** Opening Data supplied block **

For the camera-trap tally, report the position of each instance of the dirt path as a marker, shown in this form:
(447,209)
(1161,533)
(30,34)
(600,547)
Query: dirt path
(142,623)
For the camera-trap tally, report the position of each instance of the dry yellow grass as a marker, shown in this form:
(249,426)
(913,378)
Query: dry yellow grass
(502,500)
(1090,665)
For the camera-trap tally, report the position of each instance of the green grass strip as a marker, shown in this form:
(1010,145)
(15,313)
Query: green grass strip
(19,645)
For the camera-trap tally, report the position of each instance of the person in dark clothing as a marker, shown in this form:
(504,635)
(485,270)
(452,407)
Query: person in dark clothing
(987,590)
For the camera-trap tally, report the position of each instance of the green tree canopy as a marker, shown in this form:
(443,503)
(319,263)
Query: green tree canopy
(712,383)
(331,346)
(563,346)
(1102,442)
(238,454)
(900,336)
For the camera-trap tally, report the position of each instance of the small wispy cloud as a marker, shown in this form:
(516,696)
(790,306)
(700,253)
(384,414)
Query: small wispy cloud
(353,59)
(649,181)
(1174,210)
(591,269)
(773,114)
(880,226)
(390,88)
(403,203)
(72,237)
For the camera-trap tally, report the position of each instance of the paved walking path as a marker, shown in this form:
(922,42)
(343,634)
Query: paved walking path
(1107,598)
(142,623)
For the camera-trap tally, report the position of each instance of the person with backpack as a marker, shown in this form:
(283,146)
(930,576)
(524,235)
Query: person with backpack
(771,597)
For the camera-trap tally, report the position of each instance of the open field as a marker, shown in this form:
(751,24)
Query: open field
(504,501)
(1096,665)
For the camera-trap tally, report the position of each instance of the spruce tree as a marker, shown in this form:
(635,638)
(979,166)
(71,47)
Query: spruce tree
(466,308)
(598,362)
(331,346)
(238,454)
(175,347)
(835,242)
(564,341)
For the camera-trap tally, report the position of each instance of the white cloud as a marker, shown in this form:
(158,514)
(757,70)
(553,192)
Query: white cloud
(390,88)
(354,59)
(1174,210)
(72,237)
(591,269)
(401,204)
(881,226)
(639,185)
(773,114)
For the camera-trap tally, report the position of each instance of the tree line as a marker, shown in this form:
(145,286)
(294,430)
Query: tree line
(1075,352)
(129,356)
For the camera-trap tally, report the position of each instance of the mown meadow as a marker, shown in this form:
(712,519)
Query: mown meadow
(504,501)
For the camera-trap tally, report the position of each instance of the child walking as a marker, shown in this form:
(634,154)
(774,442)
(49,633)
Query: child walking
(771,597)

** Closing Data supplied block **

• **The problem**:
Give the listing again in full, and make every line match exactly.

• **Your response**:
For the camera-trap tally, report the position of each instance of the dirt path as a marker, shown in this form:
(447,209)
(1161,533)
(30,34)
(600,547)
Query: dirt path
(142,623)
For the camera-trap tally, report the position of each instance of the dry yellow grass as a marker, shown in this form:
(249,426)
(913,378)
Query: dry yellow grass
(502,500)
(1090,665)
For the camera-trap tally, report the position of each instance of the green grass strip as a marker, shown in this form:
(1010,145)
(15,313)
Query: green grass strip
(19,645)
For the camera-trap tally, report the position of each instance of the person in dark clothing as a marker, shown in this form:
(504,635)
(485,270)
(452,407)
Query: person in dark clothing
(987,590)
For the camera-trap tally, report the position of each instance of the green tree canopy as a marker, shown in this form:
(443,503)
(319,263)
Query: green tree canopy
(712,383)
(331,346)
(563,346)
(1102,442)
(238,454)
(900,336)
For the camera-trap tally, report the position of each instance of the small wispy cloud as a marker, shown in this form:
(516,696)
(790,306)
(700,253)
(384,414)
Query: small wispy cloud
(353,59)
(649,181)
(1174,210)
(591,269)
(773,114)
(880,226)
(390,88)
(403,203)
(72,237)
For the camera-trap tally, report the position of each instance of the paved walking path as a marker, shown in this form:
(922,42)
(343,634)
Query: paved walking path
(1107,598)
(142,623)
For the camera-trap tally, report the position of each instance of the person with backpack as a marker, shown in this form:
(283,146)
(930,576)
(524,235)
Query: person with backpack
(771,597)
For the camera-trap tally, report the position of each instance of the open field as a marker, shown in this form:
(751,24)
Query: open field
(504,501)
(1096,665)
For the camera-trap tally, report the position of each instance of the spruce tree as a marker, shown in this form:
(635,638)
(979,166)
(71,47)
Query: spruce tree
(466,308)
(598,362)
(331,346)
(238,454)
(175,347)
(835,242)
(564,341)
For the camera-trap tally, report the position of each instance of the white cloud as a marker, shown in this form:
(158,514)
(757,70)
(553,192)
Query: white cloud
(390,88)
(354,59)
(1174,210)
(72,237)
(591,269)
(401,204)
(881,226)
(639,185)
(773,114)
For the camera-trap tally, report the position of each instance of the tree line as a marker, shown in this form:
(145,286)
(294,430)
Query: tree line
(1075,352)
(129,356)
For the camera-trap tally, report the position of each instance of the mown meadow as a marker, shown in this form:
(712,519)
Query: mown meadow
(504,501)
For the camera-trap tally, report the position of each instance of the child walking as a marker, shown in this form:
(634,154)
(774,442)
(49,633)
Query: child walking
(771,597)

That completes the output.